◆ Given text:
*** Block opens ***

Posted by Noa on February 26, 2000, at 11:15:20
In reply to Re: Mis-Diagnosis, posted by Brenda on February 26, 2000, at 10:50:56
Good thing you were so assertive and persistent.
This is dangerous. The wrong dx on permanent records bothers me, but what alarms me is the immediate danger to the patient! The practice should be reported for encoding the first doctor's dx incorrectly. Bad mistake. Did the doc write both the numeric code and the verbal name of the dx? That would allow the person doing the inputting to confirm the code matches the name. If he did not, only putting the code, that leaves more room for error. But, the doc that you raised the issue with and who dismissed your concern should definitely be reported. Much worse mistake. Mistake is even the wrong word. He made a DECISION not to listen to your concern seriously and not to check it out to make sure the records were correct, and made the decision to prescribe meds knowing that the patient had reason to believe a medical error had been made. This was arrogant of him, and I think could be considered malpractice. If you had taken the wrong meds and had been harmed by them, it would have been on his head.
Similar errors seemed to be happening between doctor and pharmacy, with doctors' handwritten scrips being misread. Easy to do, because the handwriting is bad, and because so many of the meds have similar names (with Zs and Xs and Ys in the name?).

*** Block closes ***

◆ Supplied data:

*** Block opens ***

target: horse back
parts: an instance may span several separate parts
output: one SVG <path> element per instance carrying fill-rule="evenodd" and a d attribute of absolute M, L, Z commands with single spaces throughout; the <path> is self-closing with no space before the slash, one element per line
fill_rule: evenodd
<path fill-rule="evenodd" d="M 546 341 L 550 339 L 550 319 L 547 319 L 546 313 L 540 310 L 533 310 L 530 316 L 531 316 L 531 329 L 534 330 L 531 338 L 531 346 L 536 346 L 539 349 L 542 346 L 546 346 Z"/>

*** Block closes ***

According to the forum post, what should the doctor who dismissed the concern about the wrong diagnosis definitely have happen to him? The data has nothing to do with the forum post.

◆ Problem solution:
He should definitely be reported.